#### DIRECTION 1:
Translate the sentence "Every CC occurs on some communicator." from the note on MPI collective communication into Spanish.
#### DIRECTION 2:
Extend the note on MPI collective communication and threads past its final sentence.

#### SUPPLIED TEXT:
CC stands for any Collective Communication operation. Every CC occurs on 
some communicator.

Every CC is issued (basically the thread the call is on enters the call) 
at some point in  time.  If two threads are issuing CC calls on the same 
communicator, the issue order can become ambiguous so making CC calls from 
different threads but on the same communicator is generally unsafe. There 
is debate about whether it can be made safe by forcing some kind of thread 
serialization but since the MPI standard does not discuss thread 
serialization, the best  advise is to use a different communicator for 
each thread and be sure you have control of issue order.

#### SOURCE MATERIAL:
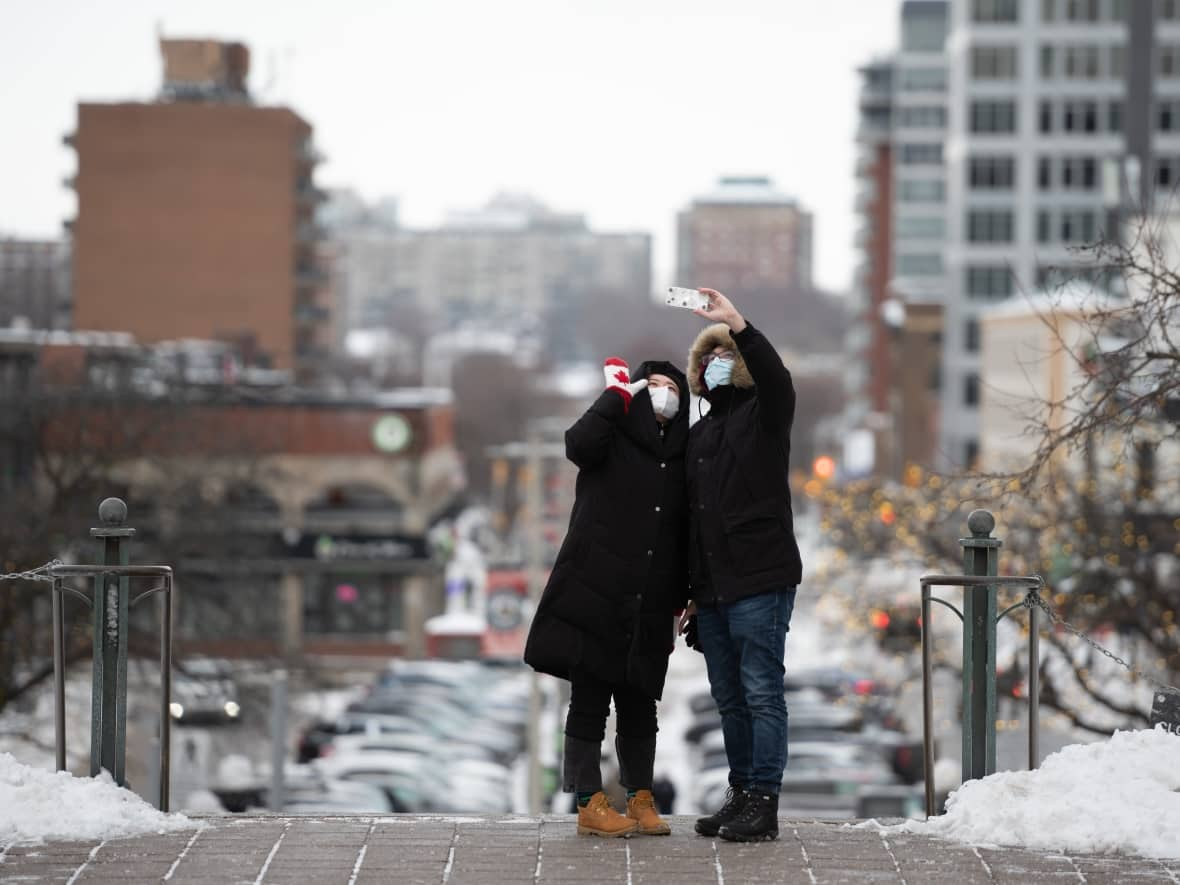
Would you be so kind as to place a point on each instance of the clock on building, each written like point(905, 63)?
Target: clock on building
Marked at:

#### FINAL RESULT 1:
Toda CC se produce en algún comunicador.

#### FINAL RESULT 2:
When CC  calls appear in some static order in a block of code that has no 
branches, issue order is simple to recognize.  An example like this can 
cause problems unless you are sure every process has the same condition:

If (condition) {
  MPI_Ibcast
  MPI_Ireduce
} else {
  MPI_Ireduce
  MPI_Ibcast
}

If some ranks take the if and some ranks take the else, there is an "issue 
order" problem. (I do not have any idea why someone would do this)

              Dick 

Dick Treumann  -  MPI Team 
IBM Systems & Technology Group
Dept X2ZA / MS P963 -- 2455 South Road -- Poughkeepsie, NY 12601
Tele (845) 433-7846         Fax (845) 433-8363




From:
Gabriele Fatigati <g.fatig...@cineca.it>
To:
Open MPI Users <us...@open-mpi.org>
List-Post: users@lists.open-mpi.org
Date:
09/23/2010 01:02 PM
Subject:
Re: [OMPI users] Question about Asynchronous collectives
Sent by:
users-boun...@open-mpi.org



Sorry Richard,

what is CC issue order on the communicator?, in particular, "CC", what 
does it mean?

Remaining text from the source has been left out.